PROVIDED TEXT:

☆ ☆ ☆ ☆ ☆

November 20, 2023:
Hannah Neeleman, the Juilliard-trained dancer turned homesteading influencer better known as Ballerina Farm, announced in October that she was pregnant with her eighth child.
Wearing a flowing prairie dress and a cozy-looking sweater, Neeleman appeared with her husband, Daniel, in an Instagram video shot in their rustic-chic Utah kitchen. She cradled her belly. He cradled a large bowl, which may or may not have been full of sourdough.
Neeleman, who posts beautifully lit videos of farm and family life (sometimes with a few dance steps thrown in) to her 7.3 million Instagram followers, isn’t the only influencer shouting out an addition to an already large family. JD and Britney Lott, who chronicle their adventures traveling in a bus with their seven kids, posted in September that an eighth was on the way. The de la Motte family, who regale TikTok audiences with their string concerts, announced in August that “Baby #11” was coming soon.
Families like theirs — ones that could field a full baseball team — are racking up billions of views on TikTok and Instagram. The current vogue for 10-person family dances and morning routine videos for a brood of 12 is a product of the particular time in which we live, experts say. The birthrate is falling, having even one kid can be ruinously expensive, and long or unpredictable work hours limit the amount of time most people can spend with their families. The average American woman had three children in 1950, a number that has declined to about 1.6 today.
In this landscape, watching videos of big families can be a way of gawking at an unfamiliar spectacle, soothing (or triggering) our own anxiety, and sampling a domestic experience many of us will never have. Viewed with a critical eye, these accounts can tell us something about what we value as a society — and what we need to value more highly.

☆ ☆ ☆ ☆ ☆

INFORMATION SHOWN:
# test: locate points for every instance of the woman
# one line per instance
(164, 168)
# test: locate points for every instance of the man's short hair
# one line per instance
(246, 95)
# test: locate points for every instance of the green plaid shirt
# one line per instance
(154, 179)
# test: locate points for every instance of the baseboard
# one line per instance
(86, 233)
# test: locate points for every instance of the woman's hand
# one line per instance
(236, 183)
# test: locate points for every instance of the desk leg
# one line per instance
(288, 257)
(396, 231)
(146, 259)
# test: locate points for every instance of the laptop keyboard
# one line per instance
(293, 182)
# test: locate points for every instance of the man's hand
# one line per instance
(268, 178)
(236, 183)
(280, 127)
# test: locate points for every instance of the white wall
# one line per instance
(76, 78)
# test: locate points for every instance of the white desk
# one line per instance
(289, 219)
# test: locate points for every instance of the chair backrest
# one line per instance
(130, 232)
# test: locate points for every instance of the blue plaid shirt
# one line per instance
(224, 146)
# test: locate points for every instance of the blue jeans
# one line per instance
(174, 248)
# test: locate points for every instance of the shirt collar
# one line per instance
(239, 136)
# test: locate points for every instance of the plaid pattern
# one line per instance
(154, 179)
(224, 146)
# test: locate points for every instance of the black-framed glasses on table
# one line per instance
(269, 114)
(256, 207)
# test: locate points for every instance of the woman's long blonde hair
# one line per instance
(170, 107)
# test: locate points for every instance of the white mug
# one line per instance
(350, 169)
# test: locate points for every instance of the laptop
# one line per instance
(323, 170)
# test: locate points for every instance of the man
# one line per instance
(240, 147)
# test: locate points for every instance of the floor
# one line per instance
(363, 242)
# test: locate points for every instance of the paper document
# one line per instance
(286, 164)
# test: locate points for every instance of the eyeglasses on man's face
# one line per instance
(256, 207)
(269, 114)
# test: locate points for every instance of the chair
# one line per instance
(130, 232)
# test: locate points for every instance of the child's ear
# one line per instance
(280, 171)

☆ ☆ ☆ ☆ ☆

WHAT TO DO:
A: Reproduce the article on big-family influencers from "Wearing a flowing" to "full of sourdough.".
B: Answer these questions using the article on big-family influencers:
(i) How many Instagram followers does Neeleman have?
(ii) In what month did the de la Motte family announce that "Baby #11" was coming?
(iii) How many children did the average American woman have in 1950?
The records have no connection to the article on big-family influencers.

PER-TASK ANSWERS:
A:
Wearing a flowing prairie dress and a cozy-looking sweater, Neeleman appeared with her husband, Daniel, in an Instagram video shot in their rustic-chic Utah kitchen. She cradled her belly. He cradled a large bowl, which may or may not have been full of sourdough.

B:
(i) 7.3 million
(ii) August
(iii) Three